--- Record extracts ---
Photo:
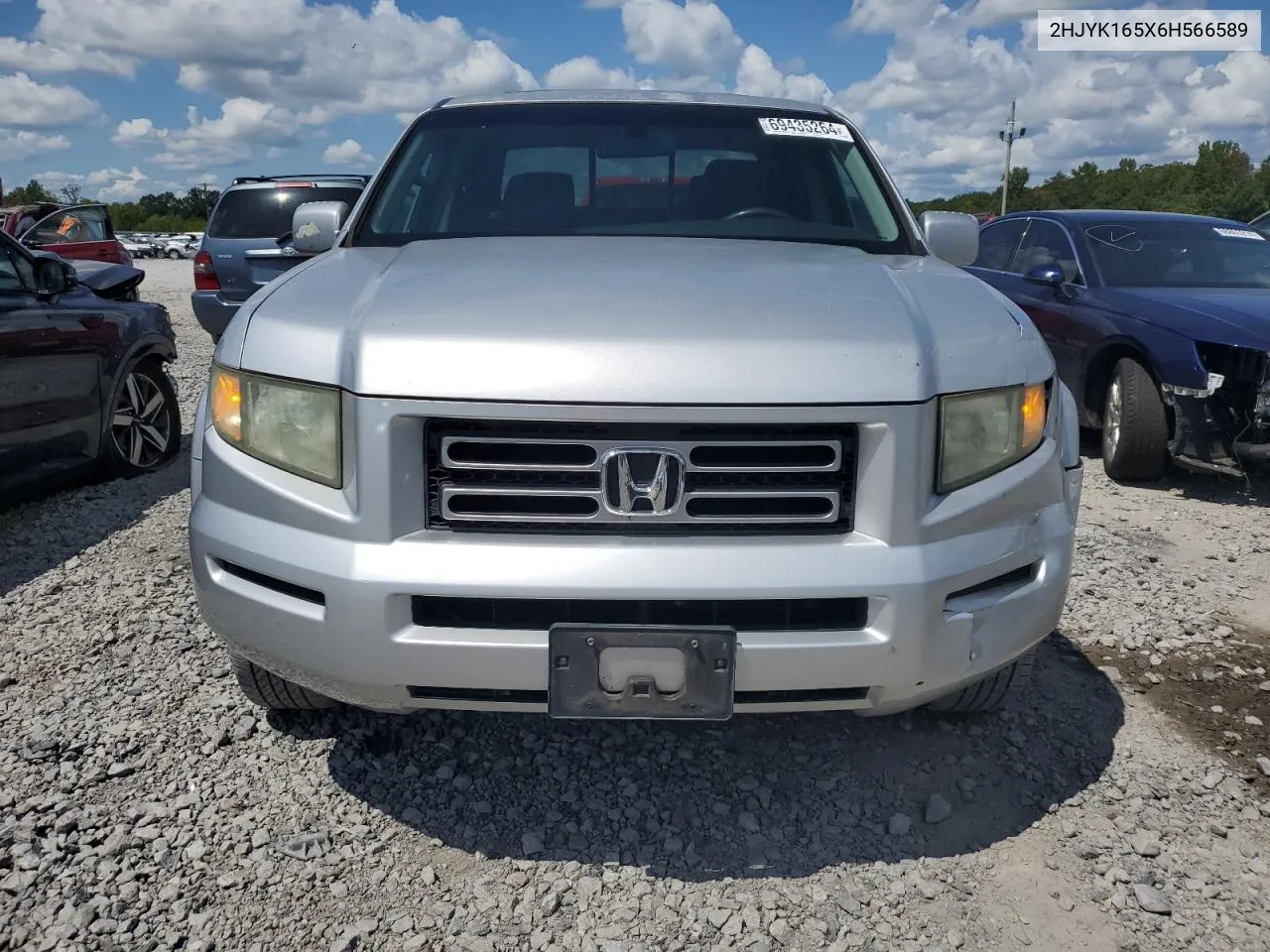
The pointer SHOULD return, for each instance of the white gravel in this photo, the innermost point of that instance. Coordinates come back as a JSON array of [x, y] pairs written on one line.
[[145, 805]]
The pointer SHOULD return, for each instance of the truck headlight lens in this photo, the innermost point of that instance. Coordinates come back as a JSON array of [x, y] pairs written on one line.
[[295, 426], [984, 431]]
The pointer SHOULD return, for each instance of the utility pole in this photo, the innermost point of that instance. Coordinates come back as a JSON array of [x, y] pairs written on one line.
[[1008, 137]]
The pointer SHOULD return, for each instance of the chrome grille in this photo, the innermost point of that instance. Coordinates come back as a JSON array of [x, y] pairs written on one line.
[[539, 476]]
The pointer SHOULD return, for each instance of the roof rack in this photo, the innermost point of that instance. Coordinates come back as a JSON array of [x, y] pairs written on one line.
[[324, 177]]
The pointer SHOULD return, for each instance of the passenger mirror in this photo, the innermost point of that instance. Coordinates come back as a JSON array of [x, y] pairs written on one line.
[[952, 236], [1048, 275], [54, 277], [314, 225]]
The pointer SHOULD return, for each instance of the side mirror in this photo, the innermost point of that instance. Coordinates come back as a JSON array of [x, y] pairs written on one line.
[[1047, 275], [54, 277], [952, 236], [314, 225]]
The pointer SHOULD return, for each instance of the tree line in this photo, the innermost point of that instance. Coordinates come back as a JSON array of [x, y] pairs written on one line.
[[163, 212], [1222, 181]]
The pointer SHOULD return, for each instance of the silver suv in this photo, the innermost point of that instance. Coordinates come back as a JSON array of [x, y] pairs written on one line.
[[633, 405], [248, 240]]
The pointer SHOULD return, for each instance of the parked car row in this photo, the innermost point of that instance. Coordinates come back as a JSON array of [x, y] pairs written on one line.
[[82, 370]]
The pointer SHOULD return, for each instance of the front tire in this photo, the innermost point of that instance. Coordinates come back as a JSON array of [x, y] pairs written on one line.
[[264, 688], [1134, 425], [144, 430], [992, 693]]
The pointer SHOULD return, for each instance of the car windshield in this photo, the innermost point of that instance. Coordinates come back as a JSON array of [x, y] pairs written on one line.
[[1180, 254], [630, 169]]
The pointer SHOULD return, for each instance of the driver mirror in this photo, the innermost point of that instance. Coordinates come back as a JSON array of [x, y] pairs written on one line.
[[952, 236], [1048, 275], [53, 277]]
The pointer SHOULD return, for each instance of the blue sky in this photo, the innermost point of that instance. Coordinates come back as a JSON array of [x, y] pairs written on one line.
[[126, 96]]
---
* Task to complete *
Please give the records again word for word, omitting all images.

* Written response *
Photo:
The pointer SHOULD return, for each instance of the white gravel in this photo, the innermost point of that instance. Coordinates come back as a JSON array of [x, y] pairs written on one line.
[[145, 805]]
The pointer SHOULD return, for each instance of the truck headlight lens in this photo, the innermost point of that instance. Coordinates come back as a JSON array of [x, y] pairs written on one line.
[[295, 426], [984, 431]]
The pointer SHOULD return, for each instance of the utility pole in this photo, the innermost point of that instance. Coordinates come back as a JSON array of [x, y] pairs written on one line.
[[1008, 137]]
The pointer SHOULD return, for each instance of the chrome grille in this photo, the innermost point of that instance. Coordinates come back as a JSON array of [x, y] pairs written on one line.
[[539, 476]]
The pointer SHOULD return, for each instance of the roof rack in this photo, the innermost point of that instance. Coordinates come back as a JSON array of [x, y] pairs written on one line.
[[324, 177]]
The pointer SHOULD return, for each instance of the passenger mirror in this photo, the innermost point of that instance. Coordinates come back as a JSON array of [x, y] pairs written on one line.
[[952, 236], [1048, 275], [54, 277], [314, 225]]
The pointer SHOULD return, for each instance of the side mirror in this photo, the innermost point of that instance. Coordinates come back as a JSON array of [x, y] pairs written on one line.
[[1047, 275], [54, 277], [952, 236], [314, 225]]
The pointer SHOULD return, for each instance of the tree line in this photo, the innermost point of that instance. Coordinates come back as a JSON array of [x, y] pairs written on one line.
[[163, 212], [1222, 181]]
The pointer SHOULD return, for each instance of the silver suv in this photo, the innermost point of that instance. Coordinates come back as a JSON array of [x, y] pairs written on one line.
[[633, 405], [248, 240]]
The pointer SHOULD return, for each instance of the parked car row in this photo, the innermost point of that instance. Coordinates come back as a JSON array of [x, y] pairs written on one line.
[[82, 370]]
The pointer SHOULD return, for each instance of the front tire in this photo, the innermost point of that instance. Coordinates come back as a JSON array of [x, y] pairs written on one line.
[[264, 688], [1134, 425], [144, 430], [992, 693]]
The pointer SHOULD return, for each instance of the car windshield in this photo, the innermost point of that instance. Coordinates come back as a JSON array of [x, y] pairs written on one line.
[[1180, 254], [630, 169]]
The pointer SHOULD return, for each instance of the driver mirror in this photo, the innermost point of that instance. Coordinates come back as a JSON array of [x, y] pairs written on one line.
[[952, 236], [1048, 275], [53, 277]]
The pointer SHOULD return, for each instance of the blue sky in this photo, the innermost point of that instance. Coordinates come back as a JSON array of [x, y] pairs written on one line.
[[126, 96]]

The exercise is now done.